(ARTICLE):
▼▼▼

Ce qui frappe rapidement, c’est la manière dont Eriksholm installe son ambiance. On n’a pas besoin de longues expositions ou de cinématiques pompeuses. Tout est dans les regards, dans les silences, dans l’architecture même de la ville. Un murmure de révolte traverse les murs décrépis, les ruelles humides et les quartiers sous tension. Il y a une beauté brute dans ce monde, une élégance froide, inspirée de la Scandinavie du début du XXe siècle, à la fois familière et troublante.
L’histoire est prenante, mais pas toujours limpide. Par moments, on aurait aimé plus de clarté dans les motivations, dans les enchaînements. Le jeu fait le choix de l’implicite, de la suggestion, de l’ambiguïté. Parfois, ça fonctionne. D’autres fois, ça laisse un goût d’inachevé. Mais ce qui est certain, c’est que l’on s’attache à Hanna et à sa quête. On veut comprendre ce qui est arrivé à Herman, on veut savoir ce qui se cache derrière cette traque absurde. Et même si tout ne nous est pas servi sur un plateau, l’envie d’aller au bout ne faiblit jamais.
Au fil de l’aventure, deux alliés viennent prêter main forte : Alva et Sebastian. Pas des sidekicks décoratifs, non. De vrais compagnons d’errance, avec leurs talents, leur passé, leur regard sur le monde même si je trouves que le personnage de Sebastian manque de profondeur.



Le récit ne s’étire pas, une dizaine d’heures suffisent pour laisser une empreinte. On en ressort avec ce mélange de satisfaction et de frustration typique des bonnes histoires : content d’avoir vécu ça… mais avec l’impression qu’on aurait pu creuser plus. De plus, la rejouabilité reste limitée. Une fois l’histoire terminée, on n’y retournera pas sauf pour les collectibles pour les complétistes.
Trois cerveaux pour un rêve
Ce qui fait la force d’Eriksholm, c’est cette manière presque naturelle de faire travailler l’intelligence du joueur sans jamais le perdre. On alterne entre trois personnages, chacun doté de compétences propres, et on doit combiner leurs capacités pour progresser.
Hanna est équipée d’une sarbacane qui endort les ennemis à distance. Pratique, silencieux, sans violence. Alva, elle, utilise un lance-pierre pour distraire les gardes ou éteindre les lumières. Quant à Sebastian, il peut étouffer les adversaires de façon non-létal et surtout nager, un atout précieux pour débloquer des routes alternatives. Cette complémentarité transforme chaque niveau en un petit puzzle à ciel ouvert, où observation et coordination priment sur la précipitation.

▲▲▲

Pourriez-vous poursuivre la critique d'Eriksholm ci-dessus à partir de sa dernière phrase ?

(EXTRAITS DE DONNÉES):
▼▼▼

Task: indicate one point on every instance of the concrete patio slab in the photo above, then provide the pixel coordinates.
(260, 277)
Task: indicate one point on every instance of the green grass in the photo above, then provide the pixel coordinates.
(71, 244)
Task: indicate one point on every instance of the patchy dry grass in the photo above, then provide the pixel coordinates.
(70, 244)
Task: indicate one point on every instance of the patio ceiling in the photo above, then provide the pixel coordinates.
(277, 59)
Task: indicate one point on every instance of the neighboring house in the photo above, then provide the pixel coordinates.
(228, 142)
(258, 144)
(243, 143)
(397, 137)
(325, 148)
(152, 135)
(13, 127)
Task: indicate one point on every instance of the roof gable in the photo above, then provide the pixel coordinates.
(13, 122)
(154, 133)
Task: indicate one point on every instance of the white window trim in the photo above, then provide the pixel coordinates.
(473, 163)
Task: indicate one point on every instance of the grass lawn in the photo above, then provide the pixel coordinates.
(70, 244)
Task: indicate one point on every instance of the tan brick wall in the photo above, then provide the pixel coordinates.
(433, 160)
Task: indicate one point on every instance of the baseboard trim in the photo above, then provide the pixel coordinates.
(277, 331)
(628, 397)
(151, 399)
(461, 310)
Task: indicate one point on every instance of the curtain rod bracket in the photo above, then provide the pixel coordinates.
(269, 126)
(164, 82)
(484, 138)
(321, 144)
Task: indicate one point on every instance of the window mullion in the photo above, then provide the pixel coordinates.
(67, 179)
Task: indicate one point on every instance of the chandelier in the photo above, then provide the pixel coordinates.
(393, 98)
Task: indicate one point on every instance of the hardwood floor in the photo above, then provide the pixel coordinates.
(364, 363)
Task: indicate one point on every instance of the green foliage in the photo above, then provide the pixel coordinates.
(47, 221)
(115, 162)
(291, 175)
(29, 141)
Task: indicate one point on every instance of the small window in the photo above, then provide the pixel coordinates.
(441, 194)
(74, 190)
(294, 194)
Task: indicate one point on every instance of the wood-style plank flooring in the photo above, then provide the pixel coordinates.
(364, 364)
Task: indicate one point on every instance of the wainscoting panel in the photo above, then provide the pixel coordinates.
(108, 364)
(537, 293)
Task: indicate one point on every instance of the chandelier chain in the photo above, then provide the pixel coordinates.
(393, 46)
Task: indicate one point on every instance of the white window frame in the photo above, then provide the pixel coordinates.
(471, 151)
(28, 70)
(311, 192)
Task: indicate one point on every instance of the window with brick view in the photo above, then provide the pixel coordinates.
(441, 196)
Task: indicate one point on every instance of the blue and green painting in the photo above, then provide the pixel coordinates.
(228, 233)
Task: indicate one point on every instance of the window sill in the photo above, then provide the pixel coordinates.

▲▲▲

(RÉPONSE RÉDIGÉE):
Le jeu ne vous écrase pas sous des systèmes complexes. Pas de radar, pas de surcouches inutiles : on observe les routines des gardes, on utilise le décor, et on improvise. C’est lisible, logique, mais jamais ennuyeux. On comprend vite ce qu’on doit faire, mais on garde toujours une petite satisfaction à y parvenir. Le level design guide sans brider, et ça, mine de rien, c’est une vraie réussite.
Ici, pas de grosses difficultés à signaler. Les énigmes sont assez faciles, et les situations ne deviennent jamais frustrantes. Ce n’est pas un jeu qui cherche à vous tester à tout prix, mais plutôt à vous immerger, à vous faire réfléchir en douceur. Le rythme reste constant, même dans les phases un peu plus calmes.


Quelques bugs subsistent : un viseur qui reste affiché sans raison, des animations parfois un peu rigides, un ou deux accrochages avec la caméra ou encore une traduction « monter » alors qu’on souhaite descendre. Rien de grave, mais dans un jeu aussi posé, ça se remarque. On sent que le studio n’a pas des moyens infinis, mais l’intention, elle, est là. Et elle fait le boulot.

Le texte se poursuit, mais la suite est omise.